#### [DIRECTIVE]
Can you edit the data from its start up to and including the line with "[59,0,91,31]" so that "dark hair" becomes "black hair", and give back only those lines with everything else unchanged?

#### [DATA TO USE]
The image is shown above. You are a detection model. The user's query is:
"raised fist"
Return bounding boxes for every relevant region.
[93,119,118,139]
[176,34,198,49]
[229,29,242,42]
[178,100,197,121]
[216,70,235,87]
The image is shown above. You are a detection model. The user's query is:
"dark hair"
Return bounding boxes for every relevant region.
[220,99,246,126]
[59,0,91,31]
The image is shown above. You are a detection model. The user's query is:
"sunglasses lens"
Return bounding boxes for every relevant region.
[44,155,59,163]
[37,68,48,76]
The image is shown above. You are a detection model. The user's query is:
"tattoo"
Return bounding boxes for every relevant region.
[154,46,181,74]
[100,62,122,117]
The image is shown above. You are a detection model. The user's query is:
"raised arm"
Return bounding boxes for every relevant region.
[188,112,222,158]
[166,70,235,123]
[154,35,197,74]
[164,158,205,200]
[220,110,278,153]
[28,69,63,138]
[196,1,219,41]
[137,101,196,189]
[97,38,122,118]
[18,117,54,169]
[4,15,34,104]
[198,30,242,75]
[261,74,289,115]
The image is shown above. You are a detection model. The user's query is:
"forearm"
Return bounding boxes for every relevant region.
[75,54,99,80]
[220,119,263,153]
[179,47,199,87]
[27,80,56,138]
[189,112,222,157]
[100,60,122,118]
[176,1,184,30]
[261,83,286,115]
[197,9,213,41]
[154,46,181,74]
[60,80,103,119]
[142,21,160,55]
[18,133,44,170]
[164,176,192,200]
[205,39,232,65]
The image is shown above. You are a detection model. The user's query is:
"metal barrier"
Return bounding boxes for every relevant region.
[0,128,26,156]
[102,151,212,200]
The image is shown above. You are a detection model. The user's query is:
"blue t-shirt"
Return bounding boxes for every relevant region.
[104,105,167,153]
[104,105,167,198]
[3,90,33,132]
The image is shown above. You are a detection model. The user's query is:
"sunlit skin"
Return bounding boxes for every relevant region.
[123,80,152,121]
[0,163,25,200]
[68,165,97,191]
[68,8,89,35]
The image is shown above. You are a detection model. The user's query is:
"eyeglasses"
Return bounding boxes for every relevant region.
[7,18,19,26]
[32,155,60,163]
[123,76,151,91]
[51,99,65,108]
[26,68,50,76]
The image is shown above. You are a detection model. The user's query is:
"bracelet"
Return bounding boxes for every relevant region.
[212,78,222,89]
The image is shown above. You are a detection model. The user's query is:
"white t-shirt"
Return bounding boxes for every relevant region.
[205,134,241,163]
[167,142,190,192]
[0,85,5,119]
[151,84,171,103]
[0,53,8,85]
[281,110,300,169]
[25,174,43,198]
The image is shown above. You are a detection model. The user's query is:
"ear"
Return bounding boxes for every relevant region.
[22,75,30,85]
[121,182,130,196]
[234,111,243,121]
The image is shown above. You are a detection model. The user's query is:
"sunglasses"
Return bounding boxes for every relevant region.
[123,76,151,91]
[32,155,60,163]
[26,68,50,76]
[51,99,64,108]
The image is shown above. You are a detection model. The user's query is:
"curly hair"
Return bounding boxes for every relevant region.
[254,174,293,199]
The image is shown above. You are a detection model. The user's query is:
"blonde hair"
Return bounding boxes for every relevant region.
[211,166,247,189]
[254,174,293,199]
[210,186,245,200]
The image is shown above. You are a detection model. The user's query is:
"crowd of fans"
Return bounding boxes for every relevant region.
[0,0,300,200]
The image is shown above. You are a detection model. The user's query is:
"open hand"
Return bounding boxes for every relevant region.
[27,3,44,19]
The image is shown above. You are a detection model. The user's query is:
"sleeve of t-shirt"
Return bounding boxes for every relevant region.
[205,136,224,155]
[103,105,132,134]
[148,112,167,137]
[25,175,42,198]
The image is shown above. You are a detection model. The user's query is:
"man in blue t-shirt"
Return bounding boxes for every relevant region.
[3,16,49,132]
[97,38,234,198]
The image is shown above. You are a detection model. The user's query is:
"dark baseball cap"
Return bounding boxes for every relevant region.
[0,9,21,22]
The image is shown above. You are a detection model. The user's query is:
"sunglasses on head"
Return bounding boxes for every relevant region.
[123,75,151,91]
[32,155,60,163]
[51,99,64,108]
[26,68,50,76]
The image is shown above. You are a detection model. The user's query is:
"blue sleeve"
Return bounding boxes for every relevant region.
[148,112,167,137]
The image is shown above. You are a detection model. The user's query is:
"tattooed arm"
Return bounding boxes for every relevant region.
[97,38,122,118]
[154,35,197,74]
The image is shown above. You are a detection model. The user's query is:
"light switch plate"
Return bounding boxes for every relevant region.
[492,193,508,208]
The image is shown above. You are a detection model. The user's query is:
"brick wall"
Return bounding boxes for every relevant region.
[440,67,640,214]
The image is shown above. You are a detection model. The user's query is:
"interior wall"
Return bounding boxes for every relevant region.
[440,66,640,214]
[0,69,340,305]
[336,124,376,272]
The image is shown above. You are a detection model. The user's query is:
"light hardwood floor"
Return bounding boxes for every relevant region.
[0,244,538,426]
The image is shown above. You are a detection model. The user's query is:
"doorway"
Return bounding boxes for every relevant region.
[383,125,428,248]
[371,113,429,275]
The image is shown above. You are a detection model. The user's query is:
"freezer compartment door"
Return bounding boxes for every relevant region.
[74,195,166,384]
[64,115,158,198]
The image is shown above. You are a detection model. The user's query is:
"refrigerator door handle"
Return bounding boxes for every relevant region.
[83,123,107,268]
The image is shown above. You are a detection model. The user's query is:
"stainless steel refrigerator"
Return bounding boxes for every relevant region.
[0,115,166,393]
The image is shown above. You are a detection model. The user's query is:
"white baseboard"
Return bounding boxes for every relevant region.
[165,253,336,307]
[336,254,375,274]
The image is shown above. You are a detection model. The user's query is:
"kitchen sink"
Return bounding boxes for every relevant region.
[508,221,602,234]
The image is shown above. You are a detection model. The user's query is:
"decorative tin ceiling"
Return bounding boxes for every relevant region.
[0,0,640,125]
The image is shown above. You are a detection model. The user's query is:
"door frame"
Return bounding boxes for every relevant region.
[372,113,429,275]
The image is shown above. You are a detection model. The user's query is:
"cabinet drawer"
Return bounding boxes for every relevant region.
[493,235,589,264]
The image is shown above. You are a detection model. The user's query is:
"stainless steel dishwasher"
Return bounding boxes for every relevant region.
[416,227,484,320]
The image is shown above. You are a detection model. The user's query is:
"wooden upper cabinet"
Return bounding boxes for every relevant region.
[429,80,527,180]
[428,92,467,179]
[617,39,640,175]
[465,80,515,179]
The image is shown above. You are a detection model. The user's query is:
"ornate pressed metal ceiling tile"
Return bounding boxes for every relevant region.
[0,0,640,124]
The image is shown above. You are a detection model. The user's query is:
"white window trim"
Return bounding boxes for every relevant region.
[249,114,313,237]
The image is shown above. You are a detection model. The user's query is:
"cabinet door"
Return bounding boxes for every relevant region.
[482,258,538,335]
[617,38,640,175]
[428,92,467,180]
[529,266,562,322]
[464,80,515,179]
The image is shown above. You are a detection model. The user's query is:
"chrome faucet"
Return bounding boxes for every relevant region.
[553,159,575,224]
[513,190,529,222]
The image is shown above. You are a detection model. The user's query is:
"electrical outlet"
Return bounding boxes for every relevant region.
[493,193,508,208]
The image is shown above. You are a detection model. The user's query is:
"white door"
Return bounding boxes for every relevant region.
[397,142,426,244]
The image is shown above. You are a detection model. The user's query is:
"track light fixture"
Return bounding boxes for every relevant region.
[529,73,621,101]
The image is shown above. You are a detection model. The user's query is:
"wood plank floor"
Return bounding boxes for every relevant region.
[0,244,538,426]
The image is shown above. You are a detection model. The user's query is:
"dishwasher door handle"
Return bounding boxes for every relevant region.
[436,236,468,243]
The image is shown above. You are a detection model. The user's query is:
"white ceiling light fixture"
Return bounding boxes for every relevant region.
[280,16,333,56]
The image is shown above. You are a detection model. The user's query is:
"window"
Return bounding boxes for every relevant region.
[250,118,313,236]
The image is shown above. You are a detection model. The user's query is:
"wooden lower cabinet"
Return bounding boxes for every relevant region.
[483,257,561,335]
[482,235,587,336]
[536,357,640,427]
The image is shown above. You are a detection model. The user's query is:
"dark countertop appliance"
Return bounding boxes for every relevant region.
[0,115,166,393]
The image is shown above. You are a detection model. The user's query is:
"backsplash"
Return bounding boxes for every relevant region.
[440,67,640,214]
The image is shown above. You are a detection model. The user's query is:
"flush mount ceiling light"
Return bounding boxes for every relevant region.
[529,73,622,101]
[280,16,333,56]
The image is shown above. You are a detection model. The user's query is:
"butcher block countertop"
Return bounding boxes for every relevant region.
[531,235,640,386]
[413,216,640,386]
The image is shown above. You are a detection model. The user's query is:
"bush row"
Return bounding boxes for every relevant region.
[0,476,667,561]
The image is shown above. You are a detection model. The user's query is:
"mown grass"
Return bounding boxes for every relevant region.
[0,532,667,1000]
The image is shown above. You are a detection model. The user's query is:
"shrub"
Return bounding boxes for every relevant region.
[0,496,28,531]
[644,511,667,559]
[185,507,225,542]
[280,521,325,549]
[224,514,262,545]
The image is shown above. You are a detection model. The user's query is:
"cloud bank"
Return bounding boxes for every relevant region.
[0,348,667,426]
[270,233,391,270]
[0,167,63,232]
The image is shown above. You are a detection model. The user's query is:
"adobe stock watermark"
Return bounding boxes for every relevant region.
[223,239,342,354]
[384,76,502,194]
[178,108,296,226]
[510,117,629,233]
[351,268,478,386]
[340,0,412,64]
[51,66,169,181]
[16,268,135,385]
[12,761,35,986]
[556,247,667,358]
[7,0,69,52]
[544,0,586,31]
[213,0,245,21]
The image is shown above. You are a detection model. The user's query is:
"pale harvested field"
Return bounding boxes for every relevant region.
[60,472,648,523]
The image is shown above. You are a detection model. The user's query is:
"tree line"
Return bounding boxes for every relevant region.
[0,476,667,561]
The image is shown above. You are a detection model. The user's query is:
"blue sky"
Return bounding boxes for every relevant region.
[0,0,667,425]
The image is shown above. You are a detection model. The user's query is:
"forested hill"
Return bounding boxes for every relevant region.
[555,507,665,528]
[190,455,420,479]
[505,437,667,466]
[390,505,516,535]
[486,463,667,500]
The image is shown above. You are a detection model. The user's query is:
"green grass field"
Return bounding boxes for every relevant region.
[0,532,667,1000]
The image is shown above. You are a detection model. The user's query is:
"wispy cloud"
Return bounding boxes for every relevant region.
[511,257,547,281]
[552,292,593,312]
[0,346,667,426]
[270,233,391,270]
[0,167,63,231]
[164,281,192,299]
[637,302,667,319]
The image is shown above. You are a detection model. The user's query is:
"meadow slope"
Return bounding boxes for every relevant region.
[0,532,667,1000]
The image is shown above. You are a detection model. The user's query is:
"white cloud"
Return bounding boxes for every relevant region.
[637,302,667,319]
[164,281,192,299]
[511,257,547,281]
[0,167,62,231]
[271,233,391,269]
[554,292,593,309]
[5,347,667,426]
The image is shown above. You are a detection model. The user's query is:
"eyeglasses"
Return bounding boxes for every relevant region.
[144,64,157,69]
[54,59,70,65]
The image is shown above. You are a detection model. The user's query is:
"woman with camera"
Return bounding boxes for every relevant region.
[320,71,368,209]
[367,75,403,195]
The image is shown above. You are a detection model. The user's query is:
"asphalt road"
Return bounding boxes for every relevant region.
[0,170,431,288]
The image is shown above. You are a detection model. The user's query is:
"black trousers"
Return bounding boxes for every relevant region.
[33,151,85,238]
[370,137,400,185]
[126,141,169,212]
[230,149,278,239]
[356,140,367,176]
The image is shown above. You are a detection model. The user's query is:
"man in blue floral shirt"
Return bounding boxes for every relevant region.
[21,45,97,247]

#### [EXERCISE SOLUTION]
The image is shown above. You are a detection model. The user's query is:
"raised fist"
Return bounding boxes for every relevant region.
[93,119,118,139]
[176,34,198,49]
[229,29,242,42]
[178,100,197,121]
[216,70,235,87]
The image is shown above. You are a detection model. The user's query is:
"black hair"
Return bounding boxes for every relevant region.
[220,99,246,126]
[59,0,91,31]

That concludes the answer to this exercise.